WHAT IS NEEDED: Text only, exactly as given: reproduce the entries below without their pictures.

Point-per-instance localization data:
_ _ _ _ _ _ _

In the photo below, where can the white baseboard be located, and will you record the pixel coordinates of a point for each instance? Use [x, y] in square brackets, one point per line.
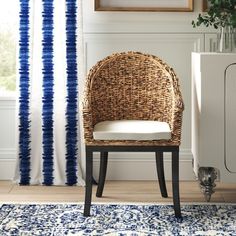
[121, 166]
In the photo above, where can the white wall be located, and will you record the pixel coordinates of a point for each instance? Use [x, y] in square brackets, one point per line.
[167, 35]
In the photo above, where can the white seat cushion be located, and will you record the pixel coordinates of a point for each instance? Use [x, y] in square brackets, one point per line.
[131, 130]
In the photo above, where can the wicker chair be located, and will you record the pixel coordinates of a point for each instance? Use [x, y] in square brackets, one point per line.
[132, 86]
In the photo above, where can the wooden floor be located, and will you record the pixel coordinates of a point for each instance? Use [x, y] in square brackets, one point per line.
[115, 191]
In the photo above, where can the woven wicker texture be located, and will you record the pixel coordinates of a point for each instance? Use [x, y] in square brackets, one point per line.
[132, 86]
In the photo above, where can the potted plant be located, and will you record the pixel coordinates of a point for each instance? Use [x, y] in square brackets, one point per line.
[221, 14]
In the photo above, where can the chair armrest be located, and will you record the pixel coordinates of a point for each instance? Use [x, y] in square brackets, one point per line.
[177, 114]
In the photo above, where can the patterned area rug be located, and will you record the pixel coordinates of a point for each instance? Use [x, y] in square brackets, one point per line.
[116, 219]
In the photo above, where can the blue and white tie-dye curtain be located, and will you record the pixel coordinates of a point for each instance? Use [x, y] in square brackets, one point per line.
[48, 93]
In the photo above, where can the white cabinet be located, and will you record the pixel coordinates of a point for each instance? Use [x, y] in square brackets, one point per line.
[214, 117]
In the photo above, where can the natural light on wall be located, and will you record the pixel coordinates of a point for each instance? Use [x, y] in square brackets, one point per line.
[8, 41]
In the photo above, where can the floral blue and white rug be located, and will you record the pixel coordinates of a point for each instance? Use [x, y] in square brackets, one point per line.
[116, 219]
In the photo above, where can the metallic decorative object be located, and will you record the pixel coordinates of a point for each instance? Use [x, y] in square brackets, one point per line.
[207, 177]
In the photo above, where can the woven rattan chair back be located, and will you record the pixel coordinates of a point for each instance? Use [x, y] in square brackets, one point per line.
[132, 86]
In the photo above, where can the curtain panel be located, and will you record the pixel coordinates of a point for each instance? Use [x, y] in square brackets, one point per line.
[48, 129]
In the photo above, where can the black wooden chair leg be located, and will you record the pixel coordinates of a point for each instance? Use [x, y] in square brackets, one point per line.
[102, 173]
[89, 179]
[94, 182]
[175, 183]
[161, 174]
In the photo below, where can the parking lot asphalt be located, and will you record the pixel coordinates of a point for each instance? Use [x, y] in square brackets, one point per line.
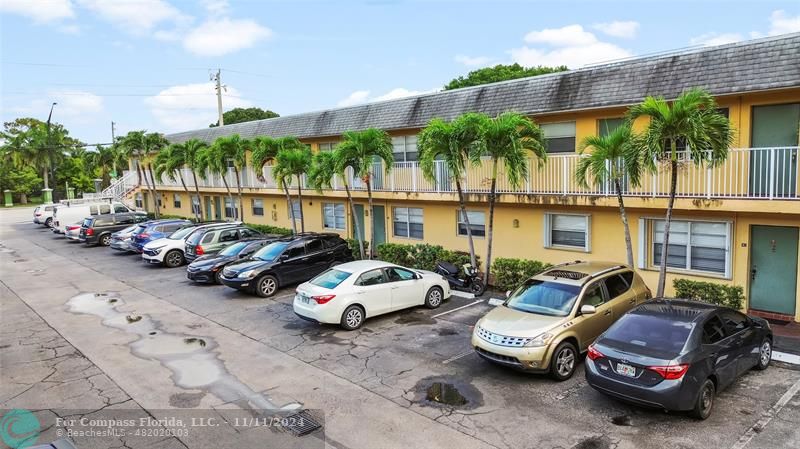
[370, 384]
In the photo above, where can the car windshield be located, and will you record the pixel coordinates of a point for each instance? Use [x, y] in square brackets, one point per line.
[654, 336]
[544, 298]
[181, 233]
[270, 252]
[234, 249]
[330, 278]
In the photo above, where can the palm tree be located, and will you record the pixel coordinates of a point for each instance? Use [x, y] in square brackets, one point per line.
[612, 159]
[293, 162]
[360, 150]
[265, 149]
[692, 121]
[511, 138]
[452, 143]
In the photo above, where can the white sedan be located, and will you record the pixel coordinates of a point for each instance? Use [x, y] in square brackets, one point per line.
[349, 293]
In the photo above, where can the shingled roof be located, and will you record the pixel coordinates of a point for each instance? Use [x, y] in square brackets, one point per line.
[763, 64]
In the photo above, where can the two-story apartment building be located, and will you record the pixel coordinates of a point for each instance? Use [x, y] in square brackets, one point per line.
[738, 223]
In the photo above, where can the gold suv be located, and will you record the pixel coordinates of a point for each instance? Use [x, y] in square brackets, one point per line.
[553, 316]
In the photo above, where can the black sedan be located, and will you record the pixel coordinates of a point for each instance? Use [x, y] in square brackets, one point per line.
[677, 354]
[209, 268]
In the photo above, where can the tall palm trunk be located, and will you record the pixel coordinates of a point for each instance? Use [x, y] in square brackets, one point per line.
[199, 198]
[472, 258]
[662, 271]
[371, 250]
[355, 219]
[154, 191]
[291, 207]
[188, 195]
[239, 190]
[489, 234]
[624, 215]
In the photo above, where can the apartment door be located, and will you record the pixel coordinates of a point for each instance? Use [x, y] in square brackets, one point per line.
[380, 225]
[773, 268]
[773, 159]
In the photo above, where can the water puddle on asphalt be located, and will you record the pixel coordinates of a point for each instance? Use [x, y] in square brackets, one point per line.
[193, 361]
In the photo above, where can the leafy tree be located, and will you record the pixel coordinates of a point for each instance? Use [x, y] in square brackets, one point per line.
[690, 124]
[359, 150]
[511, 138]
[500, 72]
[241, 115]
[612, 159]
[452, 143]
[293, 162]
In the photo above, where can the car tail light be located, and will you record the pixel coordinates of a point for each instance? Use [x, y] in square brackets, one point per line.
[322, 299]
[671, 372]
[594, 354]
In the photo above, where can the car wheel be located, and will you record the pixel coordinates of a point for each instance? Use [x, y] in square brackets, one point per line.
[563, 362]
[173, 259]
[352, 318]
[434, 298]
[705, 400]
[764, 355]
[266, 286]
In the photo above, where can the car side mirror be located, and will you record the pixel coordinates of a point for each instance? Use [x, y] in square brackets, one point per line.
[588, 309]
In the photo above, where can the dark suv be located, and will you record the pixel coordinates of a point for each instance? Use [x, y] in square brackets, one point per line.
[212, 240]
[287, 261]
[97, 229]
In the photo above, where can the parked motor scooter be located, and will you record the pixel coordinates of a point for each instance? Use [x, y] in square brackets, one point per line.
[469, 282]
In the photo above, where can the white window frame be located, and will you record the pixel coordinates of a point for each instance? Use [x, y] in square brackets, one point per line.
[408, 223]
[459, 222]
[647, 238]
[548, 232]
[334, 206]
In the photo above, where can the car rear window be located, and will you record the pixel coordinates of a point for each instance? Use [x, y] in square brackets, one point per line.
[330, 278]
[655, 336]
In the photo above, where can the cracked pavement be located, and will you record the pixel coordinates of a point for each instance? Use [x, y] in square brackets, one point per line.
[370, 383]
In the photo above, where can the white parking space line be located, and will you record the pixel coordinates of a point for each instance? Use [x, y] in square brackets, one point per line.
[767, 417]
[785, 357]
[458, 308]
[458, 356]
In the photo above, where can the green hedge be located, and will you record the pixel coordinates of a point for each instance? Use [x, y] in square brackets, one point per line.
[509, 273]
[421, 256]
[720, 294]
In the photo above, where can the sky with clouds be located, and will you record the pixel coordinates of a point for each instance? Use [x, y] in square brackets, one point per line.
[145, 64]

_ _ _ _ _ _ _

WRITTEN RESPONSE:
In the photo below, where can the white baseboard be located, and will you record the pixel coordinates of a point for each instance? Use [x, y] in square brackets, one point per line.
[121, 166]
In the photo above, where can the white wall be located, and will you record the pixel coordinates of a point for each instance? Use [x, y] in square brackets, one point per line.
[167, 35]
In the photo above, where can the white seat cushion be located, and will you record the pixel coordinates of a point for each instance? Use [x, y] in square brackets, one point per line.
[131, 130]
In the photo above, where can the wicker chair be located, and will you record the pixel coordinates of a point for each instance? Use [x, y] in square brackets, one point per line.
[132, 86]
In the photo above, where can the wooden floor be located, and will you record the pixel coordinates of a point for each instance? Use [x, y] in square brackets, one point per line.
[115, 191]
In the photo above, where can the woven wicker texture be located, and will you record the pixel coordinates of a point for each instance? Use [x, y] in square brackets, one point per line.
[132, 86]
In the photo above, where can the potted plant be located, and will you record the pixel coordinates of a point for each instance? Use [x, y] in square brackets, one point per line.
[221, 14]
In the photo above, where can the chair armrest be located, and will you record the pixel coordinates of a point for each instance? Use [x, y] in square brackets, one point per line.
[177, 114]
In the photo above, where can the patterned area rug be located, and will you record the pixel coordinates of a point for each instance? Use [x, y] in square brackets, one point per line.
[116, 219]
In the photo above, where can the blue and white tie-dye curtain be located, and will you record the pixel coordinates of a point for each instance? Use [x, y] in square brackets, one point per line.
[48, 93]
In the photo above, where can the white cabinet be located, and will you record the pixel coordinates of a point for each instance? Use [x, y] in square brackets, one point per line.
[214, 117]
In the photo above, where can the natural light on wall be located, and will you record the pixel coordinates of a point for each instance? Use [x, y] in square brackets, one point per line.
[8, 41]
In the photo above, where can the floral blue and white rug be located, and will you record the pixel coordinates of a point for each instance? Use [x, y] in square brackets, one point per line.
[116, 219]
In the photo above, where can the metallic decorative object be located, and will you record the pixel coordinates of a point for each instance? Use [x, y] in square brackets, one point per line.
[207, 177]
In the photo above, where can the woven rattan chair back be located, and will you record the pixel coordinates of a point for each instance? Use [x, y] in square brackets, one point per line.
[132, 86]
In the photo above, where can the curtain panel be located, and will you record the pixel coordinates of a point for each instance? Use [x, y] in square brackets, one point per line.
[48, 129]
In the photo above, where can the black wooden chair leg be located, and will you record the pixel coordinates of a point for each instance? Use [x, y] in square brackets, one point per line.
[102, 173]
[89, 179]
[94, 182]
[175, 183]
[161, 174]
In the photo below, where can the parking lot asphalt be located, and will you record the pixel coordinates of a point for each instance? Use [x, y] in square brackets, one point per line.
[370, 384]
In the photo above, where can the car windshield be located, and will you record the pixel coordinates of a point for each instance? Use [x, y] in square brackets, one point per line.
[654, 336]
[544, 298]
[181, 233]
[270, 252]
[234, 249]
[330, 278]
In the photo above, where can the palm tree be located, and will you record the pixel coordinates of a point for each instance? Use [x, y] in square brackets, one point per line.
[612, 159]
[293, 162]
[360, 150]
[265, 149]
[692, 121]
[511, 138]
[452, 143]
In the photo above, where can the white sedan be located, and will you record the pixel coordinates of a point for each instance? Use [x, y] in square brackets, one point per line.
[349, 293]
In the photo above, where can the shingled roof be located, and will you record the pixel coordinates of a point for each instance? Use [x, y] in square brackets, one point per line.
[763, 64]
In the photo above, where can the two-story apartment building be located, and will you record the pixel coordinates of a point for each instance? Use [x, y] in square brackets, one point per line.
[738, 223]
In the photo above, where can the gold suv be located, and will you record the pixel coordinates of a point for each instance? Use [x, y] in square brackets, one point per line.
[553, 316]
In the photo above, where can the black sedan be located, and will you record the pixel coordinates of a point for each instance? Use [x, y] in square brackets, one point per line.
[677, 354]
[209, 268]
In the photo above, where can the tall palm trunk be located, and will you record the pixel coordinates of a point for each instance? Use [x, y] in square brackets, one point per line.
[199, 198]
[472, 258]
[662, 271]
[371, 250]
[355, 219]
[154, 191]
[291, 207]
[188, 195]
[239, 190]
[489, 234]
[624, 215]
In the photo above, where can the apartment door be located, and will you record the pixel coordinates of a point for each instance? Use [x, y] in square brackets, one point per line.
[380, 225]
[773, 268]
[773, 159]
In the photo above, where can the water puddle on asphalt be located, and will you record the pixel coordinates of a point for each instance? Use [x, y] in square brackets, one point per line.
[193, 361]
In the photo above, where can the leafy tree be located, and will you record the pixel coordinates of a point for each instance? Use [x, y] in square brackets, one point per line.
[690, 124]
[359, 150]
[511, 138]
[500, 72]
[241, 115]
[612, 159]
[452, 143]
[293, 162]
In the photo above, where can the car tail light be located, and will you record the pixel coordinates of a point for each instance? Use [x, y] in square brackets, one point per line.
[322, 299]
[671, 372]
[594, 354]
In the photo above, where can the car wheel be located, and will you record the pixel coordinates of a point for each instance? Use [x, y] in square brackets, one point per line.
[563, 362]
[173, 259]
[352, 318]
[434, 298]
[705, 400]
[764, 355]
[266, 286]
In the photo above, where can the car side mirror be located, and will you record the pixel coordinates of a point for each instance? Use [x, y] in square brackets, one point per line.
[588, 309]
In the photo above, where can the dark suv be located, and will you record the pixel coordinates of a point for each instance? Use [x, y] in square brackets, one point per line.
[212, 240]
[287, 261]
[97, 229]
In the photo above, where can the parked motor scooter be located, and will you record the pixel coordinates of a point for each instance? Use [x, y] in square brackets, one point per line.
[469, 282]
In the photo above, where can the white window frame be located, and will you record the pixel coordinates of a point for each instance? Use [x, y] in square brackets, one point per line.
[408, 223]
[459, 222]
[647, 238]
[548, 232]
[334, 206]
In the photo above, where can the car rear window be located, and will you record the pixel coordinates of a point for each instance? Use [x, y] in square brackets, one point per line.
[330, 278]
[655, 336]
In the photo above, where can the cracked pavement be located, and will you record the pixel coordinates of a point for each instance? Use [x, y] in square brackets, one point per line.
[370, 383]
In the photo above, where can the white parking space line be located, and will you record the pixel coordinates of a point for each instance? Use [x, y] in square brackets, one point per line.
[767, 417]
[785, 357]
[458, 308]
[458, 356]
In the photo above, where can the green hedge be located, and will you record the pixel coordinates of a point for each instance? Use [x, y] in square brackets, one point per line.
[509, 273]
[421, 256]
[720, 294]
In the photo above, where can the sky with clouds be located, and will you record the pixel coordinates of a point for each instance? Use [x, y] in square brackets, one point per line.
[145, 64]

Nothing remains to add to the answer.